Posted by Conor Duffy on Dec 30th, 2009
Right, that’s it. You know, I’ve played a lot of weird, crazy, messed up and downright awful games, but I’ve reached my limit. I’ve had enough – I have been broken. You win, Internet; you’ve finally beaten me.
After more than two years, I’ve realised just how pointless my reviews really are. In fact, I could probably say my very existence, and the existence of all other beings in the cosmos, are equally unimportant. Because in my search for a bad game to review this week, I hit the mother lode. I came across a game that just might be the single worst piece of data on the Internet.
Worse than 2 Girls 1 Cup. Worse than Goatse. Worse than Manga Watchmen slash. This, ladies and gentlemen, is the apex of bad. This is Platform Robot 2.
What you see in these screenshots? That is the game. That is all of the game, contained in just a few simple images. Just looking at these pictures angers me. OK, so you control a passport photo in a really bad MS Paint world that consists of one room. Who is that guy? Why is he staring into my soul like that? Stop it, strange man! Stop it!

> Task
According to the game review, what does the player control in Platform Robot 2? Rely only on the review for the answer.

> Dataset content
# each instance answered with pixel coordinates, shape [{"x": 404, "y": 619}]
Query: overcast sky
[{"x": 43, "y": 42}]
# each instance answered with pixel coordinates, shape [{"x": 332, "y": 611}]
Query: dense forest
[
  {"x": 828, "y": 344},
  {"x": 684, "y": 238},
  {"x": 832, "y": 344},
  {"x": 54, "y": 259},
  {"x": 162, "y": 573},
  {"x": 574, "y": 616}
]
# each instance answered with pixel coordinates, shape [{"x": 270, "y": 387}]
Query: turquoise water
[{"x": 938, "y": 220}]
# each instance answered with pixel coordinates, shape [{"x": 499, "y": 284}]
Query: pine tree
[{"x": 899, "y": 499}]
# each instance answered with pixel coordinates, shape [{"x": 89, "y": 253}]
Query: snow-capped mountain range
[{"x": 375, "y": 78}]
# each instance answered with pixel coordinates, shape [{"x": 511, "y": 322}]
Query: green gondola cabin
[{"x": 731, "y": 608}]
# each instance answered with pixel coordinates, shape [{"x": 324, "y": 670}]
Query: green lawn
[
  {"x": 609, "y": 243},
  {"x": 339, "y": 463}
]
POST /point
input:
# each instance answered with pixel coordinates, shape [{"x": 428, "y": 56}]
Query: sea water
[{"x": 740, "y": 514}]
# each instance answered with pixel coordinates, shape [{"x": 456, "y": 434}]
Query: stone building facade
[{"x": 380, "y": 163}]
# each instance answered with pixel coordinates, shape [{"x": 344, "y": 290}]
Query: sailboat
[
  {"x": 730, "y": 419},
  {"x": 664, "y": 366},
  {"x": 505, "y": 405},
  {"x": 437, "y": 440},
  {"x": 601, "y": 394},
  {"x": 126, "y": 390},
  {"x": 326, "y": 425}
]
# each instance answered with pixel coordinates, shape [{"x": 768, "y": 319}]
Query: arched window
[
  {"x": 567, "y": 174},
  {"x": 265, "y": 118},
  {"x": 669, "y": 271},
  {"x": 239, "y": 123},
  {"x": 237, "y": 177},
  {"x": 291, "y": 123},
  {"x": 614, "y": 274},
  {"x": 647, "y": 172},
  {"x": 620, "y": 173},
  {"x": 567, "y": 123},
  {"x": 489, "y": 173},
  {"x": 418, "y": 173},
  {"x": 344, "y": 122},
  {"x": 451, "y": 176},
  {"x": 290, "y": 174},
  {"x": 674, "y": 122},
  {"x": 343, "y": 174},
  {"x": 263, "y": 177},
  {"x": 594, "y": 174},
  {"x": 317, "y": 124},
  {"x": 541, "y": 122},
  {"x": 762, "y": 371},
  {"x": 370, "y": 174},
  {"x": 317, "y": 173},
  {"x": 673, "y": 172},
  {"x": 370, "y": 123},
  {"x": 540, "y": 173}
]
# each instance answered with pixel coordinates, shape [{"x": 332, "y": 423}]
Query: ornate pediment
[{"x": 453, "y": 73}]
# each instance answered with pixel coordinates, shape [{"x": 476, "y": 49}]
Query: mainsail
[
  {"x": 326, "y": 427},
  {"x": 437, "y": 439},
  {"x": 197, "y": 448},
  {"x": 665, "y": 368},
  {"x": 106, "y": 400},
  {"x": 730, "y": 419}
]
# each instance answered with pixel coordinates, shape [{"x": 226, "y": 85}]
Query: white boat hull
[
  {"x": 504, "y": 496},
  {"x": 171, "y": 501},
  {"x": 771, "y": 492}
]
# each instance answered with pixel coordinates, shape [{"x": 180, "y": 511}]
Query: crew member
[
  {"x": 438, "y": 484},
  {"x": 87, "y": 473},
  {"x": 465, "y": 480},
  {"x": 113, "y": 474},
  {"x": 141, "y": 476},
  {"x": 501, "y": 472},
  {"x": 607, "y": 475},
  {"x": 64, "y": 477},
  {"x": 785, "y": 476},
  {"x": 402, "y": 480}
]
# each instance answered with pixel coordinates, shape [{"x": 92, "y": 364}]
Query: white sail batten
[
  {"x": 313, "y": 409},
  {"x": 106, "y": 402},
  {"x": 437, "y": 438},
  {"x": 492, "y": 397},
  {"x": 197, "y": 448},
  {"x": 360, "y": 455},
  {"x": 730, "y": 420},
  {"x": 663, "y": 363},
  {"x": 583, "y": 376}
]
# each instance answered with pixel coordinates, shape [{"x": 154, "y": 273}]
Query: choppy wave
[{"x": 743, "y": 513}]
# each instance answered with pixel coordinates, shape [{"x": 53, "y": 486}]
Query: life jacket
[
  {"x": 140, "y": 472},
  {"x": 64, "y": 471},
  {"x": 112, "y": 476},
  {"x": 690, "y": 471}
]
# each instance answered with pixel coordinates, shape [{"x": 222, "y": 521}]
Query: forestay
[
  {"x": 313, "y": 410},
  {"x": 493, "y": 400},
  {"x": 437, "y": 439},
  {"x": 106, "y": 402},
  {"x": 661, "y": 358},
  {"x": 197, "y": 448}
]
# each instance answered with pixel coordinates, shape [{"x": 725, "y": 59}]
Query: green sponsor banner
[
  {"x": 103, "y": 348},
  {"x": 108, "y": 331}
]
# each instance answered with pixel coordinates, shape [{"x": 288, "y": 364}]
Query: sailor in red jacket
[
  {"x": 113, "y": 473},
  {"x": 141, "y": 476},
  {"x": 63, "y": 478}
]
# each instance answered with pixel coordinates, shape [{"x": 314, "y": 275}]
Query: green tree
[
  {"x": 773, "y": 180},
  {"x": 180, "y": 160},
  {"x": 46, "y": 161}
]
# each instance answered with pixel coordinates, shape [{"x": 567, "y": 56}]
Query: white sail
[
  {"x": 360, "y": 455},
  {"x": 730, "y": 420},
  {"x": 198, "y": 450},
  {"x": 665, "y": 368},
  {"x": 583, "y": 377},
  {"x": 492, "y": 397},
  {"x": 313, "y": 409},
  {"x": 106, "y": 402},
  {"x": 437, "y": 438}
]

> Problem solution
A passport photo, in a really bad MS Paint world that consists of one room.